**Goal**.
From the listing below, extract every line that contains the string "outlines", copying each one in full.

(Listing excerpted from a collection)
......
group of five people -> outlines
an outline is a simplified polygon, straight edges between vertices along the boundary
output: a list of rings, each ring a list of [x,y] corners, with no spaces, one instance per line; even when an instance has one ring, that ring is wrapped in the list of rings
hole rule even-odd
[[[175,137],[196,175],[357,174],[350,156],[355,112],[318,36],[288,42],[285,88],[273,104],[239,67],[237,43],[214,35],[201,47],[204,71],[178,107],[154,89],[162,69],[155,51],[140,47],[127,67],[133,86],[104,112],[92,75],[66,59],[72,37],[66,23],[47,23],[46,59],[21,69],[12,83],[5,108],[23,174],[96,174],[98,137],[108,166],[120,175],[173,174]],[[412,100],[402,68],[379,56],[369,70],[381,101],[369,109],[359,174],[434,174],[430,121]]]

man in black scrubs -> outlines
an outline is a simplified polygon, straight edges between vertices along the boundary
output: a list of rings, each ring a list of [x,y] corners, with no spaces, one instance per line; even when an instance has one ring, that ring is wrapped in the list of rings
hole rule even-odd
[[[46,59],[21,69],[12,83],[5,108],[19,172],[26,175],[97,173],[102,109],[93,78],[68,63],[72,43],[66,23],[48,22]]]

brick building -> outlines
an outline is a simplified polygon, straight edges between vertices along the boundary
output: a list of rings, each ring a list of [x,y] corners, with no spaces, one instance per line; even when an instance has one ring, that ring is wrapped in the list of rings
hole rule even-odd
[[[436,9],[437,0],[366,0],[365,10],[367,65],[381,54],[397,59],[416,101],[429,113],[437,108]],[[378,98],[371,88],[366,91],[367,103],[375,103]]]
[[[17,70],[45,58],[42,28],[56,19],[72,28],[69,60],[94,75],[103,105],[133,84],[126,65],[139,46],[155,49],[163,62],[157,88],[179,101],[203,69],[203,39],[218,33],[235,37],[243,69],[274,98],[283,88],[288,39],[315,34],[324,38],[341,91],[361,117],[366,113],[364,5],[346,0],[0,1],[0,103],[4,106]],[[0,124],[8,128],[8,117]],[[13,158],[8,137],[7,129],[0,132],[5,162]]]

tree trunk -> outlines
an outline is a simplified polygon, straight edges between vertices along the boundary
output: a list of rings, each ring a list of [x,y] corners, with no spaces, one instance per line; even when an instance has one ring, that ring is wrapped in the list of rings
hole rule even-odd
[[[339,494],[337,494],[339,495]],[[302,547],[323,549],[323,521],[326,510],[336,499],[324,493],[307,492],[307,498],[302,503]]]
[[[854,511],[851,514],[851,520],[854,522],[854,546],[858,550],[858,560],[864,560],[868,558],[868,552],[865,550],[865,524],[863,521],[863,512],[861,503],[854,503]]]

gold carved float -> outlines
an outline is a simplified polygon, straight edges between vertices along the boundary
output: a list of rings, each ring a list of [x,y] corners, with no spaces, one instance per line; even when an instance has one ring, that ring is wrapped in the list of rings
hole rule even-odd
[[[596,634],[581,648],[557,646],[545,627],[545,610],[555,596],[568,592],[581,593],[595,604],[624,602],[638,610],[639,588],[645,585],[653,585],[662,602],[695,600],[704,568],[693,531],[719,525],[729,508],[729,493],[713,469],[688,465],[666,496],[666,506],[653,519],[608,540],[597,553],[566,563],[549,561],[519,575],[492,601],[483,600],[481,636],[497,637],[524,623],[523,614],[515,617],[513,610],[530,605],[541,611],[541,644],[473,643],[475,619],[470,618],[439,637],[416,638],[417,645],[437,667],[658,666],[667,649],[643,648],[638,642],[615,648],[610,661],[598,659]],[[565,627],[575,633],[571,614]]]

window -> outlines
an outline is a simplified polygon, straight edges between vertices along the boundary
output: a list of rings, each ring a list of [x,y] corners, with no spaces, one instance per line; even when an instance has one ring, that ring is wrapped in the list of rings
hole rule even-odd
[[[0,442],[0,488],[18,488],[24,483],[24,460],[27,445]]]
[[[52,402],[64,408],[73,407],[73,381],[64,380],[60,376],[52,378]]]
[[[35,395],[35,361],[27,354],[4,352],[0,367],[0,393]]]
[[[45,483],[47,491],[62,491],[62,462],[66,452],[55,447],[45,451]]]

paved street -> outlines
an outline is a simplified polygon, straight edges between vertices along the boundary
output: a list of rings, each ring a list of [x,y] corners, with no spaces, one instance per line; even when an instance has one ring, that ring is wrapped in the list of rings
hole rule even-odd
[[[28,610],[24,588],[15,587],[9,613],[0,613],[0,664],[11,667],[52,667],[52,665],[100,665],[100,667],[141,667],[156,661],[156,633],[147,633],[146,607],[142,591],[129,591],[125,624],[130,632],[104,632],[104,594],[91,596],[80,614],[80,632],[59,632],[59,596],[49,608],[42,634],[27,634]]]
......
**Task output**.
group of five people -> outlines
man in black scrubs -> outlines
brick building -> outlines
tree trunk -> outlines
gold carved float -> outlines
window -> outlines
paved street -> outlines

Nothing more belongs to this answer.